• **SHORT PROBLEM**:
Please convert all the rows below into a Markdown table with two columns, "Row" for the row number and "Content" for the line, leaving out any blank lines.
=== GIVEN DATA ===
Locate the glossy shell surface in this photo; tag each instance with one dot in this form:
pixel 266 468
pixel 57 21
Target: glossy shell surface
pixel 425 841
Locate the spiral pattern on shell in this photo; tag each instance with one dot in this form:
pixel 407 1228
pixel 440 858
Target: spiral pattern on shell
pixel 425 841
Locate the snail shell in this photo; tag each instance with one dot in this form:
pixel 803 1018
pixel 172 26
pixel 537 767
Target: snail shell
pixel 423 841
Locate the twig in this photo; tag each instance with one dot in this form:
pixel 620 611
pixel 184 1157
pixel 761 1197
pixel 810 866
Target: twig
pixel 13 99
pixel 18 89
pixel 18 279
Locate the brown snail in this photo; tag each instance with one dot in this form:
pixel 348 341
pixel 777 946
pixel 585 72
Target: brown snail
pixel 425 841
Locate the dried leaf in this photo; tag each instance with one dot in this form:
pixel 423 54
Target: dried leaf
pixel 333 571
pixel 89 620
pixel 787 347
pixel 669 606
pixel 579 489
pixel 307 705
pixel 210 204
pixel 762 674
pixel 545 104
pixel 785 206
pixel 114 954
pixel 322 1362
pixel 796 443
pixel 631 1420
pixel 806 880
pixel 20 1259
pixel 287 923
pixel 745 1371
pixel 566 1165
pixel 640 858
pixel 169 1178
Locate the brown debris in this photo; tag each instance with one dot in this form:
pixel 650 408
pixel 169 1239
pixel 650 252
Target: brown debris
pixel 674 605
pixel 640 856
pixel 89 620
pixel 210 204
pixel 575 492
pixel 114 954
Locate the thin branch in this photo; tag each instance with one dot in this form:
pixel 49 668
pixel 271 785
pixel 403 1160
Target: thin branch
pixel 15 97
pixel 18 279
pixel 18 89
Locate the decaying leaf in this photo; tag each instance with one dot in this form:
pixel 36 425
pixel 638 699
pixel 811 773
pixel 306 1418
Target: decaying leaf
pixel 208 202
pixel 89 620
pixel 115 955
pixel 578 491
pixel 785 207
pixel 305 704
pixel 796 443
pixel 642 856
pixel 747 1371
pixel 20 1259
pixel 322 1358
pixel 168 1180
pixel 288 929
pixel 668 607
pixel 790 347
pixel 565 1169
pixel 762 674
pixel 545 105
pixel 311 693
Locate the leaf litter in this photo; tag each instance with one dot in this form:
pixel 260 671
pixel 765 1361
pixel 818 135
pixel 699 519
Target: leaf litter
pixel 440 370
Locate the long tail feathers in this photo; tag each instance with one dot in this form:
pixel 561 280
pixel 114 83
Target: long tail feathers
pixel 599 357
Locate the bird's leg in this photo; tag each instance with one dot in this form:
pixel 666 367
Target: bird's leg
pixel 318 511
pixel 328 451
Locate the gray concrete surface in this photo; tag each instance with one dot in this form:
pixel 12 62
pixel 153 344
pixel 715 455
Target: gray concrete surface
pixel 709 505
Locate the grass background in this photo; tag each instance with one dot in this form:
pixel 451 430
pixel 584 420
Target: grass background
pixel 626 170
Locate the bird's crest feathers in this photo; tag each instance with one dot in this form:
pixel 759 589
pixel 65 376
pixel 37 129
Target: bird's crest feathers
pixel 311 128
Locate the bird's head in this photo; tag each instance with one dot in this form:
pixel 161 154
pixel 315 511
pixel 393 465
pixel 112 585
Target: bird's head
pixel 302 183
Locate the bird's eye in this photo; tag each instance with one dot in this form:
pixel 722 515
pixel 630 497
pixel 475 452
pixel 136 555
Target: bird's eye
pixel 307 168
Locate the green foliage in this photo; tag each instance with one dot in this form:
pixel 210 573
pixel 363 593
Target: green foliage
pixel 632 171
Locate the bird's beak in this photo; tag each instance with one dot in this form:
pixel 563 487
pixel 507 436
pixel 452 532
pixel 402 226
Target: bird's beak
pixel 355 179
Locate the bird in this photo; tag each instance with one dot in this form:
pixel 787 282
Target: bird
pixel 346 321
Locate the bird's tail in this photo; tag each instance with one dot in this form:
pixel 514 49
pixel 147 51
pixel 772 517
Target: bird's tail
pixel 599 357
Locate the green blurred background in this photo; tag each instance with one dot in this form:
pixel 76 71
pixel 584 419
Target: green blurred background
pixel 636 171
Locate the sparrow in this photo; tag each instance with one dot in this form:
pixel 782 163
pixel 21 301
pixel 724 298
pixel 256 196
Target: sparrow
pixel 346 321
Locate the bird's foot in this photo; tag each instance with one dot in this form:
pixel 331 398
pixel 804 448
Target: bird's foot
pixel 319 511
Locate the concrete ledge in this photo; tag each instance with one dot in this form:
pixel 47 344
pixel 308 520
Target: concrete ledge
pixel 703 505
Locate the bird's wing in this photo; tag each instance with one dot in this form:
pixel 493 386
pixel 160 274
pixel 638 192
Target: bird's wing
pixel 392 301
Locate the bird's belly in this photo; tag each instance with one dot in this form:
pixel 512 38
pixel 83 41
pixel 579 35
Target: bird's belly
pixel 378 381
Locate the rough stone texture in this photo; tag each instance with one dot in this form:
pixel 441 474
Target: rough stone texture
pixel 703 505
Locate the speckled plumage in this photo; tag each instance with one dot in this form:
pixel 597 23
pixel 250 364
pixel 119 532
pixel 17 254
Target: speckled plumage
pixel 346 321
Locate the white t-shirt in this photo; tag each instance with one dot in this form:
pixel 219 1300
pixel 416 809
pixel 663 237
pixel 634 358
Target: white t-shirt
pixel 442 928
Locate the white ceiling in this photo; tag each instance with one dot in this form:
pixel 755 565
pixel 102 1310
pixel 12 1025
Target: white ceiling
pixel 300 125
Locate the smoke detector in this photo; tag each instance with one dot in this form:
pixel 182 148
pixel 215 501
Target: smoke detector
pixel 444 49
===
• **RESULT**:
| Row | Content |
|---|---|
| 1 | Locate the glossy shell surface in this photo; tag each instance with one dot in this form: |
| 2 | pixel 266 468 |
| 3 | pixel 57 21 |
| 4 | Target: glossy shell surface |
| 5 | pixel 425 841 |
| 6 | Locate the spiral pattern on shell in this photo; tag each instance with one dot in this form: |
| 7 | pixel 407 1228 |
| 8 | pixel 440 858 |
| 9 | Target: spiral pattern on shell |
| 10 | pixel 425 841 |
| 11 | Locate the snail shell in this photo; tag each instance with one dot in this form: |
| 12 | pixel 803 1018 |
| 13 | pixel 172 26 |
| 14 | pixel 537 767 |
| 15 | Target: snail shell |
| 16 | pixel 423 841 |
| 17 | Locate the twig in this photo; tag each instance with one dot in this form: |
| 18 | pixel 620 611 |
| 19 | pixel 184 1157 |
| 20 | pixel 761 1197 |
| 21 | pixel 810 866 |
| 22 | Target: twig |
| 23 | pixel 13 99 |
| 24 | pixel 18 89 |
| 25 | pixel 18 279 |
| 26 | Locate the brown snail in this photo; tag each instance with one dot in this form: |
| 27 | pixel 348 341 |
| 28 | pixel 777 946 |
| 29 | pixel 585 72 |
| 30 | Target: brown snail |
| 31 | pixel 425 841 |
| 32 | Locate the dried leaf in this photo; tag each instance with one dot in this form: |
| 33 | pixel 423 54 |
| 34 | Target: dried leaf |
| 35 | pixel 333 571 |
| 36 | pixel 89 620 |
| 37 | pixel 787 347 |
| 38 | pixel 669 606 |
| 39 | pixel 579 489 |
| 40 | pixel 307 705 |
| 41 | pixel 210 204 |
| 42 | pixel 762 674 |
| 43 | pixel 545 104 |
| 44 | pixel 785 206 |
| 45 | pixel 114 954 |
| 46 | pixel 322 1362 |
| 47 | pixel 796 443 |
| 48 | pixel 631 1420 |
| 49 | pixel 806 880 |
| 50 | pixel 20 1259 |
| 51 | pixel 287 923 |
| 52 | pixel 745 1371 |
| 53 | pixel 566 1165 |
| 54 | pixel 640 858 |
| 55 | pixel 169 1178 |
| 56 | Locate the brown debris in this photo; tag each instance with one dot in this form: |
| 57 | pixel 650 408 |
| 58 | pixel 169 1239 |
| 59 | pixel 650 252 |
| 60 | Target: brown debris |
| 61 | pixel 674 605 |
| 62 | pixel 640 856 |
| 63 | pixel 89 620 |
| 64 | pixel 210 204 |
| 65 | pixel 575 492 |
| 66 | pixel 114 954 |
| 67 | Locate the thin branch in this photo; tag each instance with one dot in this form: |
| 68 | pixel 49 668 |
| 69 | pixel 271 785 |
| 70 | pixel 403 1160 |
| 71 | Target: thin branch |
| 72 | pixel 15 97 |
| 73 | pixel 18 279 |
| 74 | pixel 18 89 |
| 75 | Locate the decaying leaf in this photo; tag each instance with one dot in this form: |
| 76 | pixel 36 425 |
| 77 | pixel 638 699 |
| 78 | pixel 811 773 |
| 79 | pixel 306 1418 |
| 80 | Target: decaying leaf |
| 81 | pixel 208 202 |
| 82 | pixel 89 620 |
| 83 | pixel 115 955 |
| 84 | pixel 578 491 |
| 85 | pixel 785 207 |
| 86 | pixel 305 704 |
| 87 | pixel 796 443 |
| 88 | pixel 642 856 |
| 89 | pixel 747 1371 |
| 90 | pixel 20 1259 |
| 91 | pixel 322 1358 |
| 92 | pixel 168 1180 |
| 93 | pixel 288 929 |
| 94 | pixel 668 607 |
| 95 | pixel 790 347 |
| 96 | pixel 565 1169 |
| 97 | pixel 762 674 |
| 98 | pixel 545 105 |
| 99 | pixel 311 693 |
| 100 | Locate the leaf litter in this photo; tag each instance with one dot in this form: |
| 101 | pixel 260 671 |
| 102 | pixel 765 1361 |
| 103 | pixel 818 135 |
| 104 | pixel 699 519 |
| 105 | Target: leaf litter |
| 106 | pixel 440 370 |
| 107 | Locate the long tail feathers in this photo; tag each instance with one dot in this form: |
| 108 | pixel 561 280 |
| 109 | pixel 114 83 |
| 110 | Target: long tail feathers |
| 111 | pixel 599 357 |
| 112 | Locate the bird's leg in this photo; tag each instance with one dot in this form: |
| 113 | pixel 666 367 |
| 114 | Target: bird's leg |
| 115 | pixel 318 511 |
| 116 | pixel 328 451 |
| 117 | Locate the gray concrete surface in this photo; tag each instance with one dot in this form: |
| 118 | pixel 12 62 |
| 119 | pixel 153 344 |
| 120 | pixel 715 455 |
| 121 | Target: gray concrete surface |
| 122 | pixel 709 505 |
| 123 | Locate the grass background in this photo; tag each instance with one dot in this form: |
| 124 | pixel 451 430 |
| 125 | pixel 584 420 |
| 126 | Target: grass background |
| 127 | pixel 626 170 |
| 128 | Locate the bird's crest feathers in this photo; tag each instance with one dot in this form: |
| 129 | pixel 759 589 |
| 130 | pixel 65 376 |
| 131 | pixel 37 129 |
| 132 | Target: bird's crest feathers |
| 133 | pixel 311 128 |
| 134 | Locate the bird's head in this photo; tag each instance with one dot in this form: |
| 135 | pixel 161 154 |
| 136 | pixel 315 511 |
| 137 | pixel 393 465 |
| 138 | pixel 112 585 |
| 139 | Target: bird's head |
| 140 | pixel 302 183 |
| 141 | Locate the bird's eye in this photo; tag each instance with one dot in this form: |
| 142 | pixel 722 515 |
| 143 | pixel 630 497 |
| 144 | pixel 475 452 |
| 145 | pixel 136 555 |
| 146 | Target: bird's eye |
| 147 | pixel 307 168 |
| 148 | Locate the green foliage in this photo; tag each instance with one dot in this form: |
| 149 | pixel 210 573 |
| 150 | pixel 363 593 |
| 151 | Target: green foliage |
| 152 | pixel 632 171 |
| 153 | Locate the bird's beak in this photo; tag each instance with one dot in this form: |
| 154 | pixel 563 487 |
| 155 | pixel 507 436 |
| 156 | pixel 452 532 |
| 157 | pixel 402 226 |
| 158 | Target: bird's beak |
| 159 | pixel 355 179 |
| 160 | Locate the bird in this photo; tag each instance with one dot in this form: |
| 161 | pixel 787 282 |
| 162 | Target: bird |
| 163 | pixel 346 321 |
| 164 | Locate the bird's tail in this photo; tag each instance with one dot in this form: |
| 165 | pixel 514 49 |
| 166 | pixel 147 51 |
| 167 | pixel 772 517 |
| 168 | Target: bird's tail |
| 169 | pixel 599 357 |
| 170 | Locate the green blurred background in this photo; tag each instance with one dot in this form: |
| 171 | pixel 76 71 |
| 172 | pixel 584 419 |
| 173 | Target: green blurred background |
| 174 | pixel 636 171 |
| 175 | Locate the sparrow in this photo; tag each instance with one dot in this form: |
| 176 | pixel 782 163 |
| 177 | pixel 21 301 |
| 178 | pixel 724 298 |
| 179 | pixel 256 196 |
| 180 | Target: sparrow |
| 181 | pixel 346 321 |
| 182 | Locate the bird's foot in this photo; tag each instance with one dot in this form: |
| 183 | pixel 331 398 |
| 184 | pixel 804 448 |
| 185 | Target: bird's foot |
| 186 | pixel 319 511 |
| 187 | Locate the concrete ledge in this photo; tag each instance with one dot in this form: |
| 188 | pixel 47 344 |
| 189 | pixel 308 520 |
| 190 | Target: concrete ledge |
| 191 | pixel 703 505 |
| 192 | Locate the bird's wing in this photo; tag each instance with one dot in this form: |
| 193 | pixel 493 386 |
| 194 | pixel 160 274 |
| 195 | pixel 638 192 |
| 196 | Target: bird's wing |
| 197 | pixel 392 301 |
| 198 | Locate the bird's belly in this photo; tag each instance with one dot in this form: |
| 199 | pixel 512 38 |
| 200 | pixel 83 41 |
| 201 | pixel 579 35 |
| 202 | Target: bird's belly |
| 203 | pixel 378 381 |
| 204 | Locate the rough stone texture in this photo; tag each instance with one dot in this form: |
| 205 | pixel 441 474 |
| 206 | Target: rough stone texture |
| 207 | pixel 703 505 |
| 208 | Locate the speckled plumage in this photo; tag each instance with one dot in this form: |
| 209 | pixel 597 23 |
| 210 | pixel 250 364 |
| 211 | pixel 119 532 |
| 212 | pixel 17 254 |
| 213 | Target: speckled plumage |
| 214 | pixel 346 321 |
| 215 | Locate the white t-shirt in this photo; tag each instance with one dot in this form: |
| 216 | pixel 219 1300 |
| 217 | pixel 416 809 |
| 218 | pixel 663 237 |
| 219 | pixel 634 358 |
| 220 | Target: white t-shirt |
| 221 | pixel 442 928 |
| 222 | Locate the white ceiling in this photo; tag each instance with one dot in this form: |
| 223 | pixel 755 565 |
| 224 | pixel 102 1310 |
| 225 | pixel 12 1025 |
| 226 | Target: white ceiling |
| 227 | pixel 300 125 |
| 228 | Locate the smoke detector in this photo; tag each instance with one dot in this form: |
| 229 | pixel 182 148 |
| 230 | pixel 215 501 |
| 231 | Target: smoke detector |
| 232 | pixel 444 49 |